■ **Source text**
My childhood fandom of the Indianapolis Colts came to a conclusion on
January 14th 1996. The Colts, after an extremely unlikely run through
the playoffs lost a heartbreaker to the Pittsburgh Steelers. Jim
Harbaugh, Captain Comeback himself, could not pull off one more
miracle. With that loss, I thought I was done. It was the
culmination of years of following a terrible team. I watched and
hoped through Eric Dickerson, Jeff George, Steve Emtman and Marshall
Faulk as they all failed to bring the success their talent hinted at.
I lived through being the punch line of jokes on Saturday Night Live
and never having a primetime game. So in 1996, the same year I moved
away from Indianapolis I gave up on the Colts and the NFL in general.
I don’t think I watched an NFL game besides the Super Bowl through my
entire college career.
My brother stayed faithful, and after much cajoling convinced me to
start watching again around 2001. Good thing he did, as I was able to
enjoy the rise to prominence that Peyton Manning, Bill Polian and Jim
Irsay have brought to Indianapolis. Now the Colts are one of the most
dominant teams in all of professional sports. Tickets are hard to
come by (a major change from buying tickets day of the game when I was
growing up) and a whole generation of fans have grown up knowing only
success (mixed with some play-off heartbreak).
“Blue Blood” by Nate Dunlevy is an attempt to tell this history of the
Indianapolis Colts to these new fans. Dunlevy is a founder and the main author at
the Colts fan website www.18to88.com, and the best Colts blogger
around. His writing typically is concise, well researched, and
logical. “Blue Blood” is no exception. It is organized into sections
breaking the years the Colts have been in Indianapolis into roughly 3
season chunks. He gives an overview of the history for each section,
then covers major players/coaches or events. Finally each section
profiles “Classic Colts,” guys who may not make it to the Hall of
Fame, but should be known to all Colts fans. The book finishes with
a section of unforgettable Colts games.
Dunlevy is clearly a longtime fan. He does a good job putting each
achievement and player in the correct historical context. His
research is as always well done, and his taste is never in question.

■ **Given task**
From the Colts review, extract verbatim the passage that begins with the words "I don’t think" and ends with "some play-off heartbreak).".

■ **Records shown**
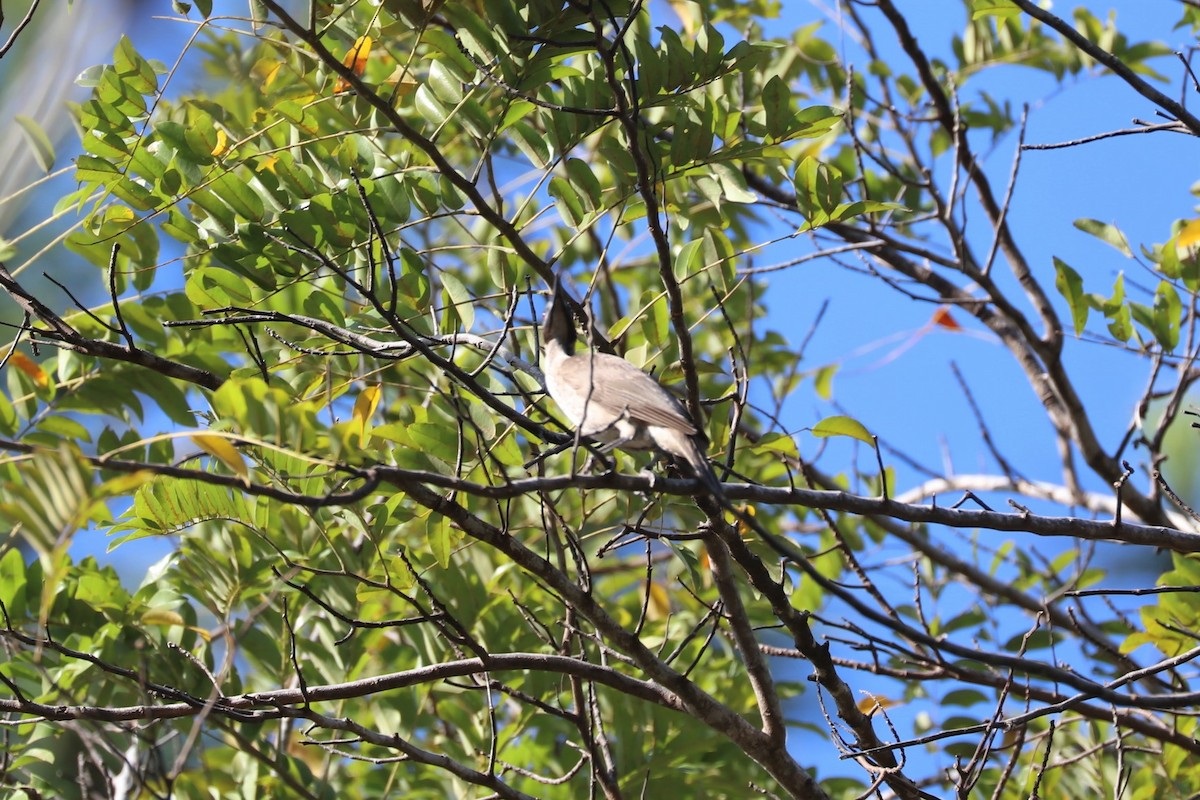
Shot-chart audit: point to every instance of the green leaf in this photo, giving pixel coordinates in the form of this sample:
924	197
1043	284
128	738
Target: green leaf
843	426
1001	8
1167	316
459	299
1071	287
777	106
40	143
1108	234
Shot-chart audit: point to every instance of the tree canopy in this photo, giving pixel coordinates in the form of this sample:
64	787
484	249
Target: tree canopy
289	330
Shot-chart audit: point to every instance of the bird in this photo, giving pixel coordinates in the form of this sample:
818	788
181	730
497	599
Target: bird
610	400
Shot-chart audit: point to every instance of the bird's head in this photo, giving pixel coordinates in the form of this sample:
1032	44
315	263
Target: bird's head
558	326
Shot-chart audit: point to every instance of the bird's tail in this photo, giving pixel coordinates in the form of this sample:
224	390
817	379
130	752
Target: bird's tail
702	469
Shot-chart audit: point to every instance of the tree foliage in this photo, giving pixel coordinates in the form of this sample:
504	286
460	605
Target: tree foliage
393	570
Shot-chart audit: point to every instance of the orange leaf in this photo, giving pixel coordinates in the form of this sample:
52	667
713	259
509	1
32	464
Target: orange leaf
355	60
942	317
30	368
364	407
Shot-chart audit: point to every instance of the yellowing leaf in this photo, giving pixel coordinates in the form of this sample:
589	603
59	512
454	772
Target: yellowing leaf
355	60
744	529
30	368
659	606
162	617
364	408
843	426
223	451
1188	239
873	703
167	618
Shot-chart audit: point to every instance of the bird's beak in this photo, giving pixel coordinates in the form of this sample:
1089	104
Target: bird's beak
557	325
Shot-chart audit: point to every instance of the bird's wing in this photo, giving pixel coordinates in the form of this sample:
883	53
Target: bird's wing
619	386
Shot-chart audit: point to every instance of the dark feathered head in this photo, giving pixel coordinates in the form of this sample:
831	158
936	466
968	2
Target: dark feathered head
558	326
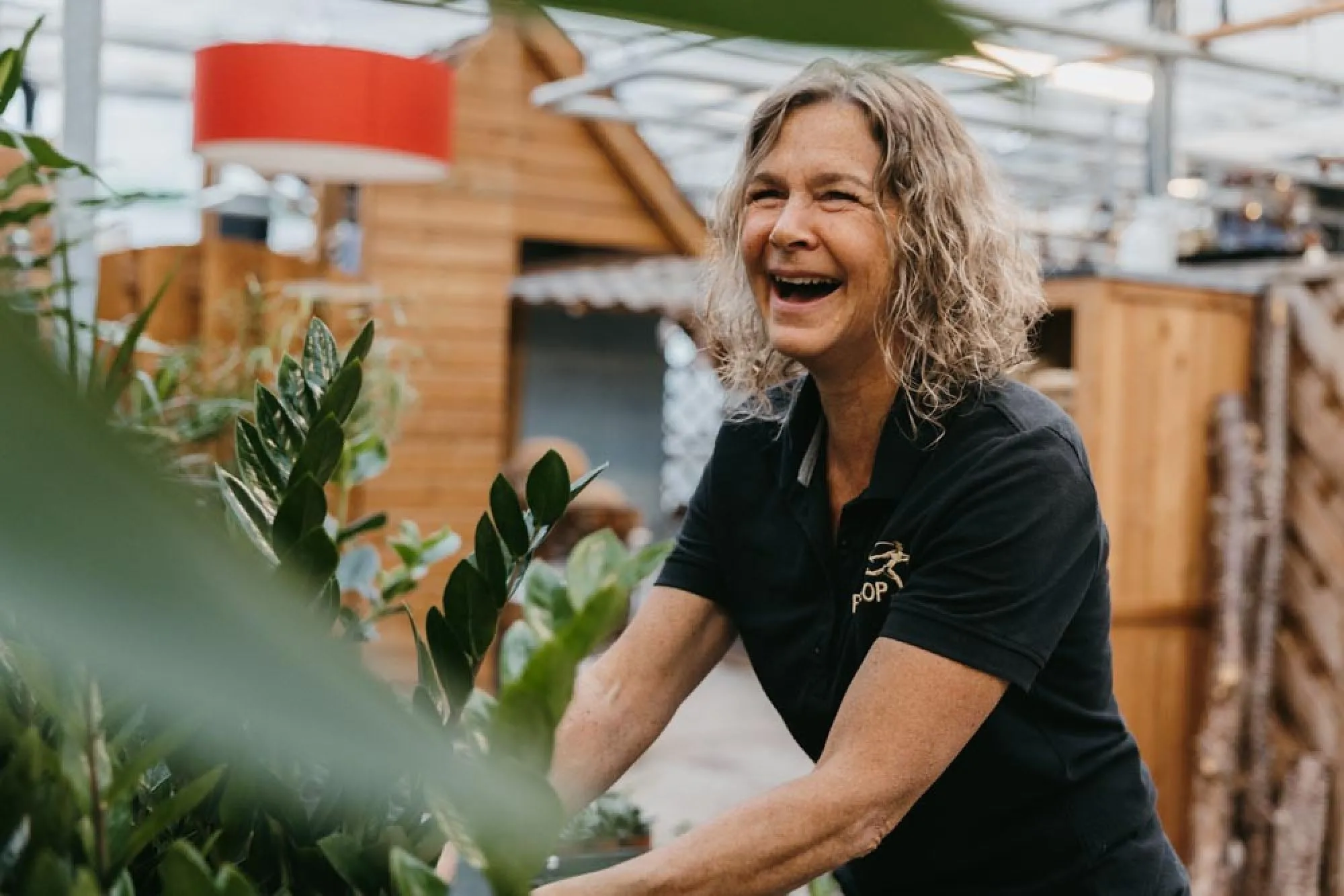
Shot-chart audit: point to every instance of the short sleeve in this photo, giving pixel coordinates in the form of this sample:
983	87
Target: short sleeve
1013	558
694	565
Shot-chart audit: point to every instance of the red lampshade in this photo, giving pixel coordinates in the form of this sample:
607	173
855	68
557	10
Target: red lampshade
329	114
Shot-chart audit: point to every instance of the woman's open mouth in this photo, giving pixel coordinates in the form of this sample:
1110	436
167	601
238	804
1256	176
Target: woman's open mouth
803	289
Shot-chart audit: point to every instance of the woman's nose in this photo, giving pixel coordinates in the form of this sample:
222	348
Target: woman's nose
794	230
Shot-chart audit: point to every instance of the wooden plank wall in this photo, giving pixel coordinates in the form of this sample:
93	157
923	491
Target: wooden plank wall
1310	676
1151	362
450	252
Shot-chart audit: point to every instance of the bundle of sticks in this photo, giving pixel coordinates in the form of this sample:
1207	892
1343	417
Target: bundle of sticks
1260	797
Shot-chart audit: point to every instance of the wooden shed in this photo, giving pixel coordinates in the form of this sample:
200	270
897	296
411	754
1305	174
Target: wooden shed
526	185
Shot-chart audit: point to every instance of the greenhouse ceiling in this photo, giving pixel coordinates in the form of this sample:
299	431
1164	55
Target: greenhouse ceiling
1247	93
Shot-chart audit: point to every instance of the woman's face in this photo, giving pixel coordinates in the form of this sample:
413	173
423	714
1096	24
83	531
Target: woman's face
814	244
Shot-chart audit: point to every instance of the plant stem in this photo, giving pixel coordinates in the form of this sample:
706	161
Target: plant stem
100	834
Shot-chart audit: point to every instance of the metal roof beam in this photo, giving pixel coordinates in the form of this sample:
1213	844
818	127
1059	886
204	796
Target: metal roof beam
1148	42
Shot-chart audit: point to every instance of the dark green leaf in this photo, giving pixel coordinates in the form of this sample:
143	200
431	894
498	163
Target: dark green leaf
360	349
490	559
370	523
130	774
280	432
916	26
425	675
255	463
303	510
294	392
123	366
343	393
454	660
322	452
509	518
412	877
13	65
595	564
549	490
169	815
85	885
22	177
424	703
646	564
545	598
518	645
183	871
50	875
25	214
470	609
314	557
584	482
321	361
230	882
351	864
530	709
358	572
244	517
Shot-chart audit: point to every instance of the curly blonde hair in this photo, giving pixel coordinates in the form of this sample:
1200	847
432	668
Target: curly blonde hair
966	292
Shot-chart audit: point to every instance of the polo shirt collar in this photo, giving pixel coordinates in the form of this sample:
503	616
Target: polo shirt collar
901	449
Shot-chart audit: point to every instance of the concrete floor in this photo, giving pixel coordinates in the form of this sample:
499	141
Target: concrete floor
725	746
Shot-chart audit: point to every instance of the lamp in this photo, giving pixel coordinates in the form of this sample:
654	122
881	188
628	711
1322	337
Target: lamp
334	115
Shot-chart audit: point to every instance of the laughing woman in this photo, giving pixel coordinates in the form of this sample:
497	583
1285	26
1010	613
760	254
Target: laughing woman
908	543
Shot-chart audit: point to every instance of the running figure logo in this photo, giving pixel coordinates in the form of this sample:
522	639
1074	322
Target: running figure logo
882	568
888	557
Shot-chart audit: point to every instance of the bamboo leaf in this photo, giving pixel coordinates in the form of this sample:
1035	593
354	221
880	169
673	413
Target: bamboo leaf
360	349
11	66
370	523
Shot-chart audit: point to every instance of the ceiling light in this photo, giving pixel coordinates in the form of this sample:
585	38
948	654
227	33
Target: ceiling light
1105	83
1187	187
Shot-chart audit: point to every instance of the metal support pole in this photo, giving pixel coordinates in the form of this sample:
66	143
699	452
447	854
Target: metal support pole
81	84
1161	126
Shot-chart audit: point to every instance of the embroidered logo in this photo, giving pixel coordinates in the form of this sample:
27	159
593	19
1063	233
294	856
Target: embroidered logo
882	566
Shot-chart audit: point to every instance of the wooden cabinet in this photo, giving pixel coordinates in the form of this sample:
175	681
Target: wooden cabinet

■ **Solution to the problem**
I don’t think I watched an NFL game besides the Super Bowl through my
entire college career.
My brother stayed faithful, and after much cajoling convinced me to
start watching again around 2001. Good thing he did, as I was able to
enjoy the rise to prominence that Peyton Manning, Bill Polian and Jim
Irsay have brought to Indianapolis. Now the Colts are one of the most
dominant teams in all of professional sports. Tickets are hard to
come by (a major change from buying tickets day of the game when I was
growing up) and a whole generation of fans have grown up knowing only
success (mixed with some play-off heartbreak).